-- Start of DATA FOR THIS TASK --

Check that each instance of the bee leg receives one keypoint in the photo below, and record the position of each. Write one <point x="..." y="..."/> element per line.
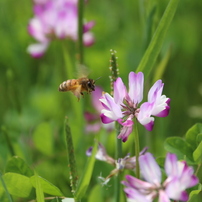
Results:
<point x="82" y="94"/>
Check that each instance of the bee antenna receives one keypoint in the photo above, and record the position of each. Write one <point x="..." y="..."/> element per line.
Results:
<point x="97" y="78"/>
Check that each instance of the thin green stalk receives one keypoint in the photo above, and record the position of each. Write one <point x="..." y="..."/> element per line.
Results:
<point x="5" y="188"/>
<point x="117" y="185"/>
<point x="71" y="157"/>
<point x="8" y="141"/>
<point x="80" y="31"/>
<point x="137" y="151"/>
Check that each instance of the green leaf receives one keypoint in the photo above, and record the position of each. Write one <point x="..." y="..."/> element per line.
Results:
<point x="155" y="45"/>
<point x="162" y="66"/>
<point x="197" y="155"/>
<point x="8" y="196"/>
<point x="43" y="138"/>
<point x="199" y="138"/>
<point x="18" y="165"/>
<point x="39" y="189"/>
<point x="56" y="200"/>
<point x="85" y="180"/>
<point x="17" y="185"/>
<point x="192" y="133"/>
<point x="96" y="194"/>
<point x="179" y="147"/>
<point x="47" y="187"/>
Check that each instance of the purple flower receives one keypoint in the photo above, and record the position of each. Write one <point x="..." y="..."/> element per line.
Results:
<point x="123" y="107"/>
<point x="120" y="164"/>
<point x="93" y="119"/>
<point x="179" y="177"/>
<point x="55" y="19"/>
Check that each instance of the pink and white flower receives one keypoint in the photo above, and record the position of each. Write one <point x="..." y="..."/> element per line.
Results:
<point x="123" y="107"/>
<point x="93" y="119"/>
<point x="179" y="177"/>
<point x="55" y="19"/>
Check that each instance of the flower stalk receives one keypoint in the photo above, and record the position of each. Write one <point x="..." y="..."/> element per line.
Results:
<point x="80" y="31"/>
<point x="137" y="151"/>
<point x="71" y="158"/>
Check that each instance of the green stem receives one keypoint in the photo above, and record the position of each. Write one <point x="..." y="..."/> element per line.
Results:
<point x="5" y="188"/>
<point x="8" y="141"/>
<point x="137" y="150"/>
<point x="117" y="156"/>
<point x="80" y="31"/>
<point x="71" y="157"/>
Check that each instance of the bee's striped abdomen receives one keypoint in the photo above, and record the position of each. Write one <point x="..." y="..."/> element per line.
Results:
<point x="66" y="85"/>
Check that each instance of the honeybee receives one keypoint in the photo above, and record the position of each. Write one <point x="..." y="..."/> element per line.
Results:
<point x="78" y="86"/>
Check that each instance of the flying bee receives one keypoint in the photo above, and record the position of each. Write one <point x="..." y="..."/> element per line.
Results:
<point x="78" y="86"/>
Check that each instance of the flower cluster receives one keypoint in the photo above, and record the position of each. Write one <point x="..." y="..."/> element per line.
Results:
<point x="55" y="19"/>
<point x="179" y="177"/>
<point x="123" y="106"/>
<point x="93" y="119"/>
<point x="120" y="164"/>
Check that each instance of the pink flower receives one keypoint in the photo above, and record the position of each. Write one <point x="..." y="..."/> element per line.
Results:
<point x="179" y="177"/>
<point x="93" y="119"/>
<point x="123" y="107"/>
<point x="55" y="19"/>
<point x="120" y="164"/>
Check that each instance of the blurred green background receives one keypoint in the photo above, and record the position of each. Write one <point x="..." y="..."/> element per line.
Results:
<point x="32" y="110"/>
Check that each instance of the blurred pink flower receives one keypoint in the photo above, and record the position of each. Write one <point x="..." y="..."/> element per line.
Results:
<point x="123" y="107"/>
<point x="179" y="177"/>
<point x="55" y="19"/>
<point x="120" y="164"/>
<point x="93" y="119"/>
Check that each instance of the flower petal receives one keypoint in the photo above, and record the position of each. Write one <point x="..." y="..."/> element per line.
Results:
<point x="171" y="165"/>
<point x="136" y="84"/>
<point x="112" y="110"/>
<point x="88" y="39"/>
<point x="160" y="102"/>
<point x="119" y="91"/>
<point x="96" y="95"/>
<point x="144" y="115"/>
<point x="163" y="197"/>
<point x="126" y="130"/>
<point x="37" y="50"/>
<point x="136" y="196"/>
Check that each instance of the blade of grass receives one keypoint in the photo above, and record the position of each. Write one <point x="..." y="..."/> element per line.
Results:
<point x="85" y="180"/>
<point x="5" y="188"/>
<point x="150" y="56"/>
<point x="39" y="190"/>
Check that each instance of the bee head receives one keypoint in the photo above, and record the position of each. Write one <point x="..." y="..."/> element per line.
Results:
<point x="91" y="84"/>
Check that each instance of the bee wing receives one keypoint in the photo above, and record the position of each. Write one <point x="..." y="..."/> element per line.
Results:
<point x="77" y="91"/>
<point x="82" y="71"/>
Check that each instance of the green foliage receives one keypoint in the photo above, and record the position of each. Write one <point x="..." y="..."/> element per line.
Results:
<point x="18" y="165"/>
<point x="38" y="186"/>
<point x="43" y="186"/>
<point x="155" y="45"/>
<point x="18" y="185"/>
<point x="87" y="174"/>
<point x="33" y="111"/>
<point x="43" y="138"/>
<point x="189" y="148"/>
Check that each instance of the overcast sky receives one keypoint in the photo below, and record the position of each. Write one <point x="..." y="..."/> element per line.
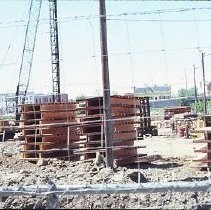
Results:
<point x="146" y="47"/>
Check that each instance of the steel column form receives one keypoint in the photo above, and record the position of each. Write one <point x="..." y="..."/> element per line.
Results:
<point x="27" y="54"/>
<point x="54" y="50"/>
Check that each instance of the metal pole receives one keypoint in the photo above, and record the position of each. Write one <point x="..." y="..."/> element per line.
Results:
<point x="55" y="60"/>
<point x="205" y="100"/>
<point x="195" y="89"/>
<point x="186" y="81"/>
<point x="106" y="86"/>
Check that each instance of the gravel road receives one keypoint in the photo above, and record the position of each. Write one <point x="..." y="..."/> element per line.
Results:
<point x="173" y="163"/>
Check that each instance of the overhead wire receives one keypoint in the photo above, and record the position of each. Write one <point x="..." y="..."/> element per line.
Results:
<point x="84" y="17"/>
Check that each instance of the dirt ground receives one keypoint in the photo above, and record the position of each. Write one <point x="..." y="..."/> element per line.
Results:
<point x="172" y="162"/>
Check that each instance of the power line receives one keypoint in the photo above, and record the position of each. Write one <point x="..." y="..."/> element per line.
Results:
<point x="85" y="17"/>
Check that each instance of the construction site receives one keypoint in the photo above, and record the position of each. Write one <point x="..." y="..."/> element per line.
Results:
<point x="108" y="151"/>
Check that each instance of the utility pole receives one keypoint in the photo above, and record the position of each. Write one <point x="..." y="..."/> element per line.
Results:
<point x="106" y="86"/>
<point x="54" y="50"/>
<point x="205" y="99"/>
<point x="195" y="88"/>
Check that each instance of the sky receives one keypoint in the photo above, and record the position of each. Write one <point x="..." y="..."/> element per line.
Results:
<point x="149" y="42"/>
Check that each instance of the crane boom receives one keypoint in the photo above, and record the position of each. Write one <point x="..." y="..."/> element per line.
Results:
<point x="54" y="50"/>
<point x="27" y="54"/>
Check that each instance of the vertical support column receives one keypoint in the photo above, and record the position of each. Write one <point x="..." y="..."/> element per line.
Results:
<point x="54" y="50"/>
<point x="106" y="86"/>
<point x="205" y="99"/>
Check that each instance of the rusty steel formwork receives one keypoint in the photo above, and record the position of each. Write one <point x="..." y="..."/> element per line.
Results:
<point x="204" y="161"/>
<point x="124" y="109"/>
<point x="49" y="131"/>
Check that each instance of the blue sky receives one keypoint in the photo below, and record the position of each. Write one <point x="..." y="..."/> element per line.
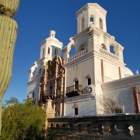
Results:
<point x="36" y="18"/>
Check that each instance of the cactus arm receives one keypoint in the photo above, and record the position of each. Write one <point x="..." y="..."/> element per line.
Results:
<point x="8" y="35"/>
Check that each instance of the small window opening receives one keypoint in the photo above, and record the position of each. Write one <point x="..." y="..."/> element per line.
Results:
<point x="72" y="51"/>
<point x="43" y="53"/>
<point x="76" y="85"/>
<point x="89" y="81"/>
<point x="82" y="47"/>
<point x="118" y="110"/>
<point x="103" y="47"/>
<point x="51" y="88"/>
<point x="76" y="111"/>
<point x="82" y="24"/>
<point x="91" y="19"/>
<point x="49" y="50"/>
<point x="112" y="49"/>
<point x="101" y="23"/>
<point x="55" y="52"/>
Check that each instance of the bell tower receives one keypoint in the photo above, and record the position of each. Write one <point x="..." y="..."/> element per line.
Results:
<point x="91" y="14"/>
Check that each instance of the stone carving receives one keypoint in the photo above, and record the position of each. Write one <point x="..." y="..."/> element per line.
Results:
<point x="91" y="89"/>
<point x="52" y="84"/>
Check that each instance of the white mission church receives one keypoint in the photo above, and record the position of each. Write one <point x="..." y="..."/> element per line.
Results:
<point x="80" y="84"/>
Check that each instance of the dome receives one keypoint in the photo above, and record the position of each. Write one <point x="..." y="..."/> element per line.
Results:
<point x="127" y="72"/>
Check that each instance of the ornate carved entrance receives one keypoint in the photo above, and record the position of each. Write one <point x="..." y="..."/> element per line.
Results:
<point x="52" y="85"/>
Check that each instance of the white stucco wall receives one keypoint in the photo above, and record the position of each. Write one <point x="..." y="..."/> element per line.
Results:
<point x="80" y="70"/>
<point x="86" y="106"/>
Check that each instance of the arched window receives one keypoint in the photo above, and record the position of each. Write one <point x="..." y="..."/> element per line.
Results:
<point x="72" y="51"/>
<point x="112" y="49"/>
<point x="91" y="19"/>
<point x="33" y="94"/>
<point x="55" y="51"/>
<point x="75" y="106"/>
<point x="49" y="50"/>
<point x="88" y="79"/>
<point x="82" y="24"/>
<point x="103" y="46"/>
<point x="101" y="23"/>
<point x="82" y="47"/>
<point x="42" y="52"/>
<point x="76" y="85"/>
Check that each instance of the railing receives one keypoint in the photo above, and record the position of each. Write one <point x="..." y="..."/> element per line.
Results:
<point x="109" y="127"/>
<point x="74" y="90"/>
<point x="105" y="52"/>
<point x="81" y="53"/>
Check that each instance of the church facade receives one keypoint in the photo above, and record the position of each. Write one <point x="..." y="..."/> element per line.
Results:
<point x="95" y="76"/>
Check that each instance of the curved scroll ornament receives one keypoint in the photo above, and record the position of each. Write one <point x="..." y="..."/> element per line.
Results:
<point x="91" y="89"/>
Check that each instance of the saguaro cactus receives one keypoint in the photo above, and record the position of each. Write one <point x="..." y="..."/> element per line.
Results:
<point x="8" y="35"/>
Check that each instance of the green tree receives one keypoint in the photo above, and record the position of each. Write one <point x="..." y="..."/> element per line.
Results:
<point x="22" y="121"/>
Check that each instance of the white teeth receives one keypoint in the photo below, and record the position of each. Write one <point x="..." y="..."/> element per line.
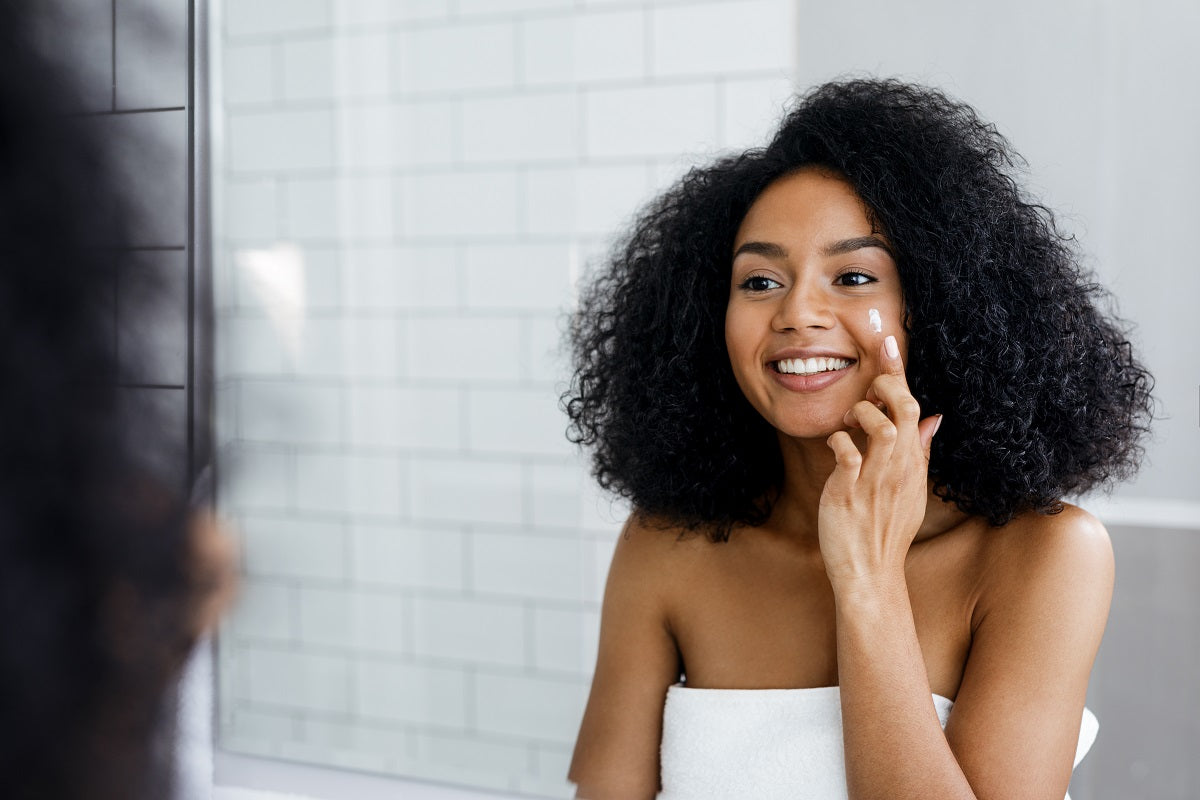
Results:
<point x="810" y="366"/>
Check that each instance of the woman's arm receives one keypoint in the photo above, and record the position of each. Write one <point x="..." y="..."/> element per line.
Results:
<point x="1039" y="618"/>
<point x="617" y="751"/>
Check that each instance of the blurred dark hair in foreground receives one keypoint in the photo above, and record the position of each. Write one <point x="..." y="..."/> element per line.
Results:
<point x="101" y="587"/>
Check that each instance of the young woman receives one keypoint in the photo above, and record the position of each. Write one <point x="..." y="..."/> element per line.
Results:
<point x="846" y="382"/>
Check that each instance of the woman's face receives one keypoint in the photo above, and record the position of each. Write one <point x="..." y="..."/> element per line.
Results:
<point x="808" y="269"/>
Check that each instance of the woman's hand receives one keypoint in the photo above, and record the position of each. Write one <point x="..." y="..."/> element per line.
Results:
<point x="874" y="503"/>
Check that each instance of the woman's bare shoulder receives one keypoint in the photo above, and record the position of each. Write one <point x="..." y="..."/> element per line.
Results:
<point x="1068" y="554"/>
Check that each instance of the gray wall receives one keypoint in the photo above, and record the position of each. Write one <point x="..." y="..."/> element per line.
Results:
<point x="1145" y="687"/>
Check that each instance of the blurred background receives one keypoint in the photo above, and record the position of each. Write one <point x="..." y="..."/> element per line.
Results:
<point x="377" y="212"/>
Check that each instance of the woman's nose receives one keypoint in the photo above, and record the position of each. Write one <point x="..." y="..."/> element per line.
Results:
<point x="803" y="307"/>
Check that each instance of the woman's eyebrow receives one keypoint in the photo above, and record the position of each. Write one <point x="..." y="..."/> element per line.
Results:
<point x="857" y="242"/>
<point x="768" y="250"/>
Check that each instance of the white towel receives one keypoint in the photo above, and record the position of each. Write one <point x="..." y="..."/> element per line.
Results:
<point x="765" y="744"/>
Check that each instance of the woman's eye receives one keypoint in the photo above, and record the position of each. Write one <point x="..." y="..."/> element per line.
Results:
<point x="853" y="278"/>
<point x="760" y="283"/>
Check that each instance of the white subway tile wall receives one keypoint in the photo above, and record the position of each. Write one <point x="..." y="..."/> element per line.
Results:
<point x="408" y="194"/>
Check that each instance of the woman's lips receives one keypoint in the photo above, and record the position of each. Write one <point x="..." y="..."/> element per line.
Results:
<point x="809" y="382"/>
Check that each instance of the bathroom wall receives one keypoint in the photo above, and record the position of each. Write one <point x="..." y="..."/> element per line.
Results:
<point x="407" y="193"/>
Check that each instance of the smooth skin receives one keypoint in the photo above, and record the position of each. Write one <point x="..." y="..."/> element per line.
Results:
<point x="862" y="577"/>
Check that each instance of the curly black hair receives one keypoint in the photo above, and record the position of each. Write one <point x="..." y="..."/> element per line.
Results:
<point x="96" y="578"/>
<point x="1008" y="336"/>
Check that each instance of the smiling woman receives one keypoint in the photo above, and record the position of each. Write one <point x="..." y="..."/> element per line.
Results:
<point x="765" y="371"/>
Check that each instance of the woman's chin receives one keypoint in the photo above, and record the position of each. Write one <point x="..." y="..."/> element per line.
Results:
<point x="811" y="429"/>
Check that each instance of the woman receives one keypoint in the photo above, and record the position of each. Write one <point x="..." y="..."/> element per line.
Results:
<point x="108" y="575"/>
<point x="846" y="382"/>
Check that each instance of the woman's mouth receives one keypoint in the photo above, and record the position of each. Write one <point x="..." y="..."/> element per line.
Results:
<point x="809" y="366"/>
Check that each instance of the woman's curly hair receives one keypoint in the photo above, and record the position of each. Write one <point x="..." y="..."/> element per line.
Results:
<point x="1007" y="335"/>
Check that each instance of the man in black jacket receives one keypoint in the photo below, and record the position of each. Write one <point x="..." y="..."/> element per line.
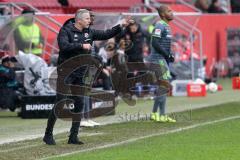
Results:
<point x="75" y="38"/>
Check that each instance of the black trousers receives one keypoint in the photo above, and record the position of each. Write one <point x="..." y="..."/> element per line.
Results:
<point x="78" y="106"/>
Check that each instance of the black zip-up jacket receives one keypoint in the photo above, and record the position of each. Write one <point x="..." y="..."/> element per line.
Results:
<point x="71" y="40"/>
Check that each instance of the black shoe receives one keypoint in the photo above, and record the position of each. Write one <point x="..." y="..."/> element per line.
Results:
<point x="48" y="139"/>
<point x="74" y="140"/>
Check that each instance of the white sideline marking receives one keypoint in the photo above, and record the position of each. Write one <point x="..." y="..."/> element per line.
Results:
<point x="143" y="137"/>
<point x="38" y="144"/>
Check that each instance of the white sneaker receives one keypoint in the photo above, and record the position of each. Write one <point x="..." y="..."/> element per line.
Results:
<point x="94" y="123"/>
<point x="85" y="123"/>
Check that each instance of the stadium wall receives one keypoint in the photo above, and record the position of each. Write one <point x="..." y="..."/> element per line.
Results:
<point x="214" y="35"/>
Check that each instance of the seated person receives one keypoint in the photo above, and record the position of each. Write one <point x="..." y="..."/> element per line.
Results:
<point x="8" y="84"/>
<point x="106" y="55"/>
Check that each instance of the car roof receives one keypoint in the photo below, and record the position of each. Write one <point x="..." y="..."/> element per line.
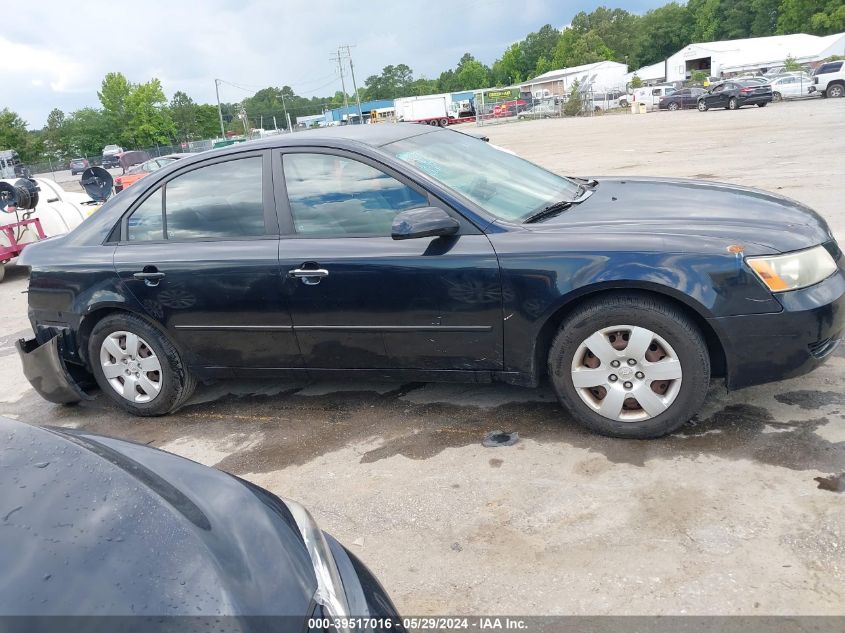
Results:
<point x="373" y="135"/>
<point x="121" y="528"/>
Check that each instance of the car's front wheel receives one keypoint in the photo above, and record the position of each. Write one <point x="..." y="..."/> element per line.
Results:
<point x="630" y="366"/>
<point x="137" y="366"/>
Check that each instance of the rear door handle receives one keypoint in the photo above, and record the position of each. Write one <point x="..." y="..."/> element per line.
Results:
<point x="309" y="276"/>
<point x="149" y="278"/>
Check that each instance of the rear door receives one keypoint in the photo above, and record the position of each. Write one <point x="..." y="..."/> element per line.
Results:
<point x="200" y="253"/>
<point x="376" y="303"/>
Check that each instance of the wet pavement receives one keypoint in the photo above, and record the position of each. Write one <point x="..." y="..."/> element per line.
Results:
<point x="740" y="512"/>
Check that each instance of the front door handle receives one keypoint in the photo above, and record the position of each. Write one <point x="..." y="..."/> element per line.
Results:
<point x="309" y="276"/>
<point x="149" y="278"/>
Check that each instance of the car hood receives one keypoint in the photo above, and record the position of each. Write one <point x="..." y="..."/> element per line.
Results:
<point x="96" y="526"/>
<point x="694" y="208"/>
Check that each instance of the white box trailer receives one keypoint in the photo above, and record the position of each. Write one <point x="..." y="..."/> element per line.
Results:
<point x="437" y="109"/>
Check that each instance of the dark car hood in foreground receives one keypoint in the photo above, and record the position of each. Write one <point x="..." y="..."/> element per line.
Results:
<point x="95" y="526"/>
<point x="694" y="208"/>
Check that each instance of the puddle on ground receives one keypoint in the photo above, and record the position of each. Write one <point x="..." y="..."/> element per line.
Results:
<point x="810" y="399"/>
<point x="834" y="483"/>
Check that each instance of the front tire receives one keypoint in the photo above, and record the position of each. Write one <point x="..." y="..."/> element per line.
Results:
<point x="137" y="366"/>
<point x="648" y="360"/>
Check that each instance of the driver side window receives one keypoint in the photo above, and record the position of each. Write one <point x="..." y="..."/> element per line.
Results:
<point x="335" y="195"/>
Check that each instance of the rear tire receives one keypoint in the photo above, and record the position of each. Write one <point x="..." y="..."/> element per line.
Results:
<point x="173" y="381"/>
<point x="676" y="340"/>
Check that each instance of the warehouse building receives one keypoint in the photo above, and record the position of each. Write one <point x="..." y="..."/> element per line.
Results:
<point x="758" y="54"/>
<point x="599" y="76"/>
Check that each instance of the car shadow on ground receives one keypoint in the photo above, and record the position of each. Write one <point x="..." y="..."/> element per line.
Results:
<point x="264" y="426"/>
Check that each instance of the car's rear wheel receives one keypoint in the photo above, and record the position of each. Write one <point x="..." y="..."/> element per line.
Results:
<point x="630" y="366"/>
<point x="137" y="366"/>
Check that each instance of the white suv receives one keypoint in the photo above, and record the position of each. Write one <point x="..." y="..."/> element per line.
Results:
<point x="829" y="79"/>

-- End of DATA FOR THIS TASK --

- OBJECTIVE
Only the lines from the one that contains "Check that each instance of the car's rear" to the end of the entries above should be given again, exactly and in full.

- SOLUTION TO THIS PROBLEM
Check that each instance of the car's rear wheel receives one keypoint in the photo above, and record the position of each. Write one <point x="..." y="..."/> element per line.
Results:
<point x="630" y="366"/>
<point x="137" y="366"/>
Check that each instance of the white suv receives one keypoint in the photo above, and record the position of each. Write one <point x="..." y="..."/> element per line.
Results:
<point x="829" y="79"/>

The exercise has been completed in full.